GIVEN INSTRUCTION
Treat the line containing "of the potato" as the first line and the final line of the material below as the last; reproduce that range exactly.

DATA IN THIS EXERCISE
┌────────
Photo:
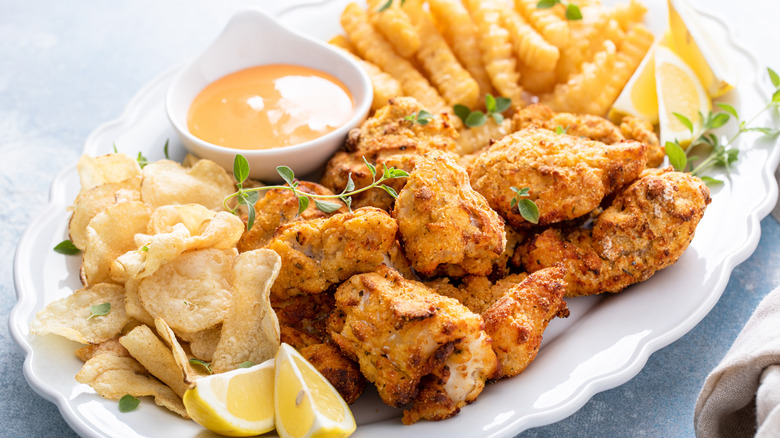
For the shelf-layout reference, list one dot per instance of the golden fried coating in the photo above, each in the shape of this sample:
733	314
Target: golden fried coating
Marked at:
387	139
634	128
400	331
568	176
648	227
579	125
445	226
516	321
319	253
278	207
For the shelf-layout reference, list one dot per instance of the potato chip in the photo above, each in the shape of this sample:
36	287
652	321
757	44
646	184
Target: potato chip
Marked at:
114	377
167	182
155	356
110	234
72	318
91	202
250	331
191	293
111	168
└────────
EXERCISE RESULT
For the shelf-layout reference, list one dot per instance of the potato chip in the photo above, each in the shape of this sample:
36	287
652	321
757	44
646	184
Target: potato chip
Marked at:
114	377
167	182
155	356
110	234
72	318
91	202
250	331
191	293
111	168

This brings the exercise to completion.